## EXERCISE:
Copy the lines below word for word, leaving nothing out and changing nothing.

Stored items
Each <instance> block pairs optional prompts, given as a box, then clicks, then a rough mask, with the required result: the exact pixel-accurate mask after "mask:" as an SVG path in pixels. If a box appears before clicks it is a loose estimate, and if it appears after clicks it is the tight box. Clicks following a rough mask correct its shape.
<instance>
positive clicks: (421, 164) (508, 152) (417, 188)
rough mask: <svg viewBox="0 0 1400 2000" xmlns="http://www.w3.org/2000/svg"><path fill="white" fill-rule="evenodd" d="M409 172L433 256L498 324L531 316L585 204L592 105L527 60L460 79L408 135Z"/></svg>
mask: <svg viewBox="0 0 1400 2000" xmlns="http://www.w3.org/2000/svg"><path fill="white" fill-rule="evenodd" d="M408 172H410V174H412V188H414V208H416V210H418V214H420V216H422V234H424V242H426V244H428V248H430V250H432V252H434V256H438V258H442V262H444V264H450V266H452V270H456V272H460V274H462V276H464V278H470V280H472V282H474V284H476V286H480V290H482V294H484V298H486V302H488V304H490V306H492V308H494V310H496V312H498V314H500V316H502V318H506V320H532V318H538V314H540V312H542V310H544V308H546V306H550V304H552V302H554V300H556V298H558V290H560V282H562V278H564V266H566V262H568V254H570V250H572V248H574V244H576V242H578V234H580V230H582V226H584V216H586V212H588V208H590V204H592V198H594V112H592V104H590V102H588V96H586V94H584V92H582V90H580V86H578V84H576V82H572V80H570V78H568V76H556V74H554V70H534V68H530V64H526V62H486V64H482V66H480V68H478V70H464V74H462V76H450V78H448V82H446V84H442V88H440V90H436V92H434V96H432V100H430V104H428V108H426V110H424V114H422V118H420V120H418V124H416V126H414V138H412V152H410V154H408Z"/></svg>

## ANSWER FOR THE TASK:
Each <instance> block pairs optional prompts, given as a box, then clicks, then a rough mask, with the required result: the exact pixel-accurate mask after "mask:" as an SVG path in pixels. If a box appears before clicks it is a loose estimate, and if it appears after clicks it is the tight box. Clicks following a rough mask correct its shape.
<instance>
positive clicks: (421, 164) (508, 152) (417, 188)
rough mask: <svg viewBox="0 0 1400 2000" xmlns="http://www.w3.org/2000/svg"><path fill="white" fill-rule="evenodd" d="M409 172L433 256L498 324L531 316L585 204L592 105L527 60L460 79L408 135Z"/></svg>
mask: <svg viewBox="0 0 1400 2000" xmlns="http://www.w3.org/2000/svg"><path fill="white" fill-rule="evenodd" d="M408 172H410V174H412V188H414V208H416V210H418V214H420V216H422V234H424V242H426V244H428V248H430V250H432V252H434V256H438V258H442V262H444V264H450V266H452V270H456V272H460V274H462V276H464V278H470V280H472V282H474V284H476V286H480V290H482V294H484V298H486V302H488V304H490V306H492V308H494V310H496V312H498V314H500V316H502V318H506V320H532V318H538V314H540V312H542V310H544V308H546V306H550V304H552V302H554V300H556V298H558V290H560V282H562V278H564V266H566V262H568V254H570V250H572V248H574V244H576V242H578V234H580V230H582V226H584V216H586V212H588V208H590V204H592V198H594V112H592V104H590V102H588V96H586V94H584V92H582V90H580V86H578V84H576V82H572V80H570V78H568V76H556V74H554V70H534V68H530V64H526V62H486V64H482V66H480V68H478V70H464V74H462V76H450V78H448V82H446V84H442V88H440V90H436V92H434V96H432V100H430V104H428V108H426V110H424V114H422V118H420V120H418V124H416V126H414V138H412V152H410V154H408Z"/></svg>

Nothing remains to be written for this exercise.